§ **WHAT YOU WILL DO**
(1) In the mailing-list thread, how long does David say it may take before he looks at this issue again?
(2) Reproduce verbatim the passage of the mailing-list thread from "On 4/05/2017 12:34" up to and including "sponsor the change?".
(3) Extend the mailing-list thread onward from its final line.

══ TEXT SEGMENT ══

[10] RFR (S) 8175813: PPC64: "mbind: Invalid argument" when -XX:+UseNUMA is used

Thu May 4 01:50:27 UTC 2017

Hi Volker, Gustavo,

I will try to take a look at this again, but may be a day or two.

David

On 4/05/2017 12:34 AM, Volker Simonis wrote:
> Hi,
>
> I've reviewed Gustavo's change and I'm fine with the latest version at:
>
> http://cr.openjdk.java.net/~gromero/8175813/v3/
>
> Can somebody please sponsor the change?
>
> Thank you and best regards,
> Volker
>
>
> On Wed, May 3, 2017 at 3:27 PM, Gustavo Romero
> <gromero at linux.vnet.ibm.com> wrote:
>> Hi community,
>>
>> I understand that there is nothing that can be done additionally regarding this
>> issue, at this point, on the PPC64 side.
>>
>> It's a change in the shared code - but that in effect does not change anything in
>> the numa detection mechanism for other platforms - and hence it's necessary a
>> conjoint community effort to review the change and a sponsor to run it against
>> the JPRT.
>>
>> I know it's a stabilizing moment of OpenJDK 9, but since that issue is of
>> great concern on PPC64 (specially on POWER8 machines) I would be very glad if
>> the community could point out directions on how that change could move on.
>>
>> Thank you!

═══
══ RECORDS PROVIDED ══

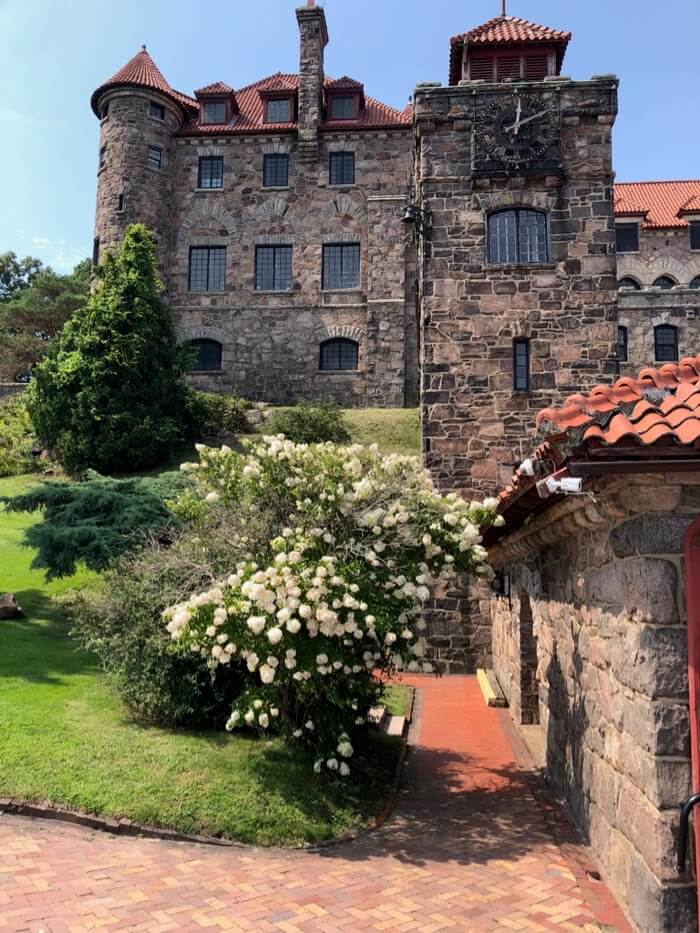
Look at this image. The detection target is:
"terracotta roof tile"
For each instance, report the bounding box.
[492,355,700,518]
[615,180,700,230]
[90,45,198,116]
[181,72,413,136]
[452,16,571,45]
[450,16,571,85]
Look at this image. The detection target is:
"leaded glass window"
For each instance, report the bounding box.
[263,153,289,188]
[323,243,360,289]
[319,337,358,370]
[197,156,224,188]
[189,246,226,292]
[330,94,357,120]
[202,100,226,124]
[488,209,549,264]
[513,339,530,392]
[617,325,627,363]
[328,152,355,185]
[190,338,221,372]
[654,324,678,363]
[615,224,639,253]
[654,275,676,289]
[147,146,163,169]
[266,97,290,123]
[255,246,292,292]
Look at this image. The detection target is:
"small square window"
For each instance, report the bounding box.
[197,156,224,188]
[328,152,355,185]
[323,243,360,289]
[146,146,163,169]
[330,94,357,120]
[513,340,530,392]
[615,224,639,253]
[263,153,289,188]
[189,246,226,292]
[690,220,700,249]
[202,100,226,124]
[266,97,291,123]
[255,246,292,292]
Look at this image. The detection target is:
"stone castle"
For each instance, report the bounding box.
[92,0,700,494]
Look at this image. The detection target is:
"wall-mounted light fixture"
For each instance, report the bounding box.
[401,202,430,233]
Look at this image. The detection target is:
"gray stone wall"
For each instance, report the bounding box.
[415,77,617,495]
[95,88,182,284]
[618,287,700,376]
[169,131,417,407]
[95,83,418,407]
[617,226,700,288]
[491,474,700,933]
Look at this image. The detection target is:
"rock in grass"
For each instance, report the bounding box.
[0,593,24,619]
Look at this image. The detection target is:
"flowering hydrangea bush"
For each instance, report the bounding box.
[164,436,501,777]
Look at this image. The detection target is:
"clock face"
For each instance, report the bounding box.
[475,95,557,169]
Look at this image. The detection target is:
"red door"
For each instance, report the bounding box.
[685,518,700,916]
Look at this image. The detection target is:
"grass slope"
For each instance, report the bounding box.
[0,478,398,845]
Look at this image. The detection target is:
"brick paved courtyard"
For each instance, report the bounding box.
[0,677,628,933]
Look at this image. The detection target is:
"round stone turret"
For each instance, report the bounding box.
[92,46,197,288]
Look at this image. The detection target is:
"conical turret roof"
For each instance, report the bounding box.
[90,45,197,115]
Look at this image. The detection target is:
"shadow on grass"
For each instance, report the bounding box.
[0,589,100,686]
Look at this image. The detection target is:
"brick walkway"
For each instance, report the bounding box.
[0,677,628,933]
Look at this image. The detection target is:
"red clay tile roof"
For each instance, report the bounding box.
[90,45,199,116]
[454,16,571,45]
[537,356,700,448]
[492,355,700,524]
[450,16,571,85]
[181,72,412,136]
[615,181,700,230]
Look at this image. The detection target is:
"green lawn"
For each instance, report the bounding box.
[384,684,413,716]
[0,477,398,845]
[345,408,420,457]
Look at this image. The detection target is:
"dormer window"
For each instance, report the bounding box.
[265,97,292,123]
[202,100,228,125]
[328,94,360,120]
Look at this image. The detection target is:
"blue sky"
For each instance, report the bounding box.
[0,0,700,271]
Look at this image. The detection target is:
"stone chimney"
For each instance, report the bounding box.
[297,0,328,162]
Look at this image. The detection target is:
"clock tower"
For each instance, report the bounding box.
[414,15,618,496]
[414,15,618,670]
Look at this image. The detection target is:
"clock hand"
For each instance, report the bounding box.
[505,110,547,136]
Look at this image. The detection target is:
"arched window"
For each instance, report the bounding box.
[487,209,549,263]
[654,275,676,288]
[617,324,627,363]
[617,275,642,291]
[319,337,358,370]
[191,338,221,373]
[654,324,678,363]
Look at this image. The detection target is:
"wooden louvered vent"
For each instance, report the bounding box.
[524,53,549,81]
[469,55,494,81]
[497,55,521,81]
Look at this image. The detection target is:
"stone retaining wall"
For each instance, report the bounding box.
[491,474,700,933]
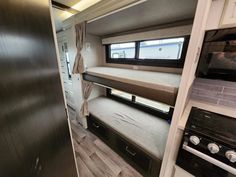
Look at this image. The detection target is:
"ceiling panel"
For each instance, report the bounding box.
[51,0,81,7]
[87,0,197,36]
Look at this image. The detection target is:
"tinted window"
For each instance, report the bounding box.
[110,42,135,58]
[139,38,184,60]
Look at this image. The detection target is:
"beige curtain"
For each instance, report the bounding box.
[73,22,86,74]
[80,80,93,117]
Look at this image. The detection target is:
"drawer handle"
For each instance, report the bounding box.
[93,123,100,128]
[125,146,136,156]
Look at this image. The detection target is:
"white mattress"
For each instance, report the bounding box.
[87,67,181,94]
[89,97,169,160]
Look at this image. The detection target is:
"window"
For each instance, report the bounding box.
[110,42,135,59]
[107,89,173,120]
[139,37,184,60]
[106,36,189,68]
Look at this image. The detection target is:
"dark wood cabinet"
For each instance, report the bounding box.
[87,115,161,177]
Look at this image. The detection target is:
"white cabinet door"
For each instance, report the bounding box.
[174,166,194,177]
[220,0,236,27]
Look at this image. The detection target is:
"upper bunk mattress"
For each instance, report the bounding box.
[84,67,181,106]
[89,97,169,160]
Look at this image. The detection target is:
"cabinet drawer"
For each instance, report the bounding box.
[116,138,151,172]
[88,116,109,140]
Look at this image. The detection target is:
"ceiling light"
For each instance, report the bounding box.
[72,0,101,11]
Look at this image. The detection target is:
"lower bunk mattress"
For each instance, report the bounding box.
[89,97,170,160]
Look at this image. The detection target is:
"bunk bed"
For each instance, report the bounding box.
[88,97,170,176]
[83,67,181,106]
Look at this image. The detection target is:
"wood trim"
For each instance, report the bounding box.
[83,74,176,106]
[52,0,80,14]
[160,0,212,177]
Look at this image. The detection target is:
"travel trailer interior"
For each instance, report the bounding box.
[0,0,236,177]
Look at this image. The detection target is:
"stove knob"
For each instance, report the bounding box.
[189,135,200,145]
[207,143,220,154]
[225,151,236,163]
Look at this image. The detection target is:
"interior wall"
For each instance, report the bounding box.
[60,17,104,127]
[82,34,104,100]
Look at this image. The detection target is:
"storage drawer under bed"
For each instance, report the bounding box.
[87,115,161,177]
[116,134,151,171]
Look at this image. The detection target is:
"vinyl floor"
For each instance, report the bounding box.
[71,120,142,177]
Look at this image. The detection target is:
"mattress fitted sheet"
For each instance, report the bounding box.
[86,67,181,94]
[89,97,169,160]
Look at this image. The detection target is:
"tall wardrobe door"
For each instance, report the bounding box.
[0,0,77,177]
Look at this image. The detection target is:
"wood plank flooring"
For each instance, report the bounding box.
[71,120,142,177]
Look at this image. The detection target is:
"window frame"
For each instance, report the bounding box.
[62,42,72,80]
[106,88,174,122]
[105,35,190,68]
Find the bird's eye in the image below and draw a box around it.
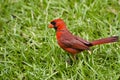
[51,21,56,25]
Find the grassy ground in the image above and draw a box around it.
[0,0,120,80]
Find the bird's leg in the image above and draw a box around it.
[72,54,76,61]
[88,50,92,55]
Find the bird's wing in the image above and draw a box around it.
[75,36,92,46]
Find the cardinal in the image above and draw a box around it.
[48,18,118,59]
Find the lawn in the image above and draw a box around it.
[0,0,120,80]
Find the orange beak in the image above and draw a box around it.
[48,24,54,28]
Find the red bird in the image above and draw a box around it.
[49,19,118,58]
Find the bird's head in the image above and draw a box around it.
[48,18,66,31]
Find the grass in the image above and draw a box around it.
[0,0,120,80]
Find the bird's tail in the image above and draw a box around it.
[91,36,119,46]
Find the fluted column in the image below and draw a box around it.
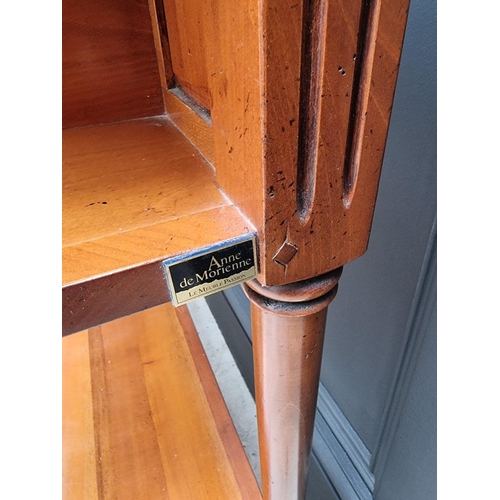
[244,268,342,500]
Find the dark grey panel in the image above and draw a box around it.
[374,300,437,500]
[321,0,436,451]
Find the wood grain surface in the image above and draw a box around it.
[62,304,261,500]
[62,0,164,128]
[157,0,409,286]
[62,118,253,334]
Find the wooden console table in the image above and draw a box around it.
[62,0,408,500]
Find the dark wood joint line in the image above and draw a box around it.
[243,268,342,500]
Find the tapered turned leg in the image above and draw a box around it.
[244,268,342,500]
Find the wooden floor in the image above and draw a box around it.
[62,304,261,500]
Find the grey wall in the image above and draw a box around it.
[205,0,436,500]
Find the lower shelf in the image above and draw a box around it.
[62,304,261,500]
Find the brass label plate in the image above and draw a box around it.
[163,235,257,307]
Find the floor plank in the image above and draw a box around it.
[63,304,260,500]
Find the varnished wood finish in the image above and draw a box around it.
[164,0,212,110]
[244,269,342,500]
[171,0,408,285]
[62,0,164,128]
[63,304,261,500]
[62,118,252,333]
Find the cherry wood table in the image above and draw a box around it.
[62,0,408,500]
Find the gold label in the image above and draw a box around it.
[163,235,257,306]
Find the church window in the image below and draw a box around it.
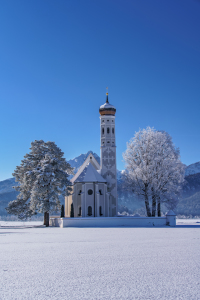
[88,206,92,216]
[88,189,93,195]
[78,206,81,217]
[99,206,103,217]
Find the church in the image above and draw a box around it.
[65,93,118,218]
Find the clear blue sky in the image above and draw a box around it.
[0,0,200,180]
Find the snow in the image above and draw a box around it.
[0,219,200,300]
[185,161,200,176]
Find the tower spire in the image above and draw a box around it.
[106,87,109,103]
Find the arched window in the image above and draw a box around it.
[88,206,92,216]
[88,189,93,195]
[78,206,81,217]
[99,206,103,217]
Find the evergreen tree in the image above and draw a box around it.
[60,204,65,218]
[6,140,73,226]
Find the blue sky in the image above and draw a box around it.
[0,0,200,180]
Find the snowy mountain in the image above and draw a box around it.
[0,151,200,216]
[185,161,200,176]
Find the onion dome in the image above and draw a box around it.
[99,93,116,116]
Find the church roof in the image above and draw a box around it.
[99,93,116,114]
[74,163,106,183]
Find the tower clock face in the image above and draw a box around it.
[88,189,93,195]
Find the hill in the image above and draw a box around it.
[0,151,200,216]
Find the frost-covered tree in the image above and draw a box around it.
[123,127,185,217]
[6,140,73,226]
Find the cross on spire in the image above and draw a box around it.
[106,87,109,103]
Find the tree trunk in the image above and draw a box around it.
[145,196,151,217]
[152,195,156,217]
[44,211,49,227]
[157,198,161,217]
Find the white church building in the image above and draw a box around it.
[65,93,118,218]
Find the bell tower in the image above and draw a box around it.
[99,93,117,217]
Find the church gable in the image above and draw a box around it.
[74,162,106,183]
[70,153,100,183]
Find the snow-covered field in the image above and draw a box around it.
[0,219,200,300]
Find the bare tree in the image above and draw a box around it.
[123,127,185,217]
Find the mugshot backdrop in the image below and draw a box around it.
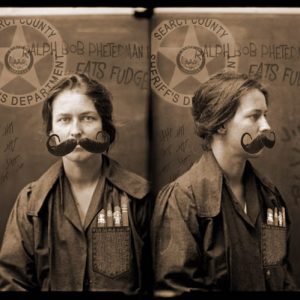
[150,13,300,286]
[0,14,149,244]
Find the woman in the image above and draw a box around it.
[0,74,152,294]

═══

§ **ANSWERS TO THE EXERCISE**
(1) A day or two.

(2)
On 4/05/2017 12:34 AM, Volker Simonis wrote:
> Hi,
>
> I've reviewed Gustavo's change and I'm fine with the latest version at:
>
> http://cr.openjdk.java.net/~gromero/8175813/v3/
>
> Can somebody please sponsor the change?

(3)
>>
>> Best regards,
>> Gustavo
>>
>> On 25-04-2017 23:49, Gustavo Romero wrote:
>>> Dear Volker,
>>>
>>> On 24-04-2017 14:08, Volker Simonis wrote:
>>>> Hi Gustavo,
>>>>
>>>> thanks for addressing this problem and sorry for my late reply. I
>>>> think this is a good change which definitely improves the situation
>>>> for uncommon NUMA configurations without changing the handling for
>>>> common topologies.
>>>
>>> Thanks a lot for reviewing the change!
>>>
>>>
>>>> It would be great if somebody could run this trough JPRT, but as
>>>> Gustavo mentioned, I don't expect any regressions.
>>>>
>>>> @Igor: I think you've been the original author of the NUMA-aware
>>>> allocator port to Linux (i.e. "6684395: Port NUMA-aware allocator to
>>>> linux"). If you could find some spare minutes to take a look at this
>>>> change, your comment would be very much appreciated :)
>>>>
>>>> Following some minor comments from me:
>>>>
>>>> - in os::numa_get_groups_num() you now use numa_num_configured_nodes()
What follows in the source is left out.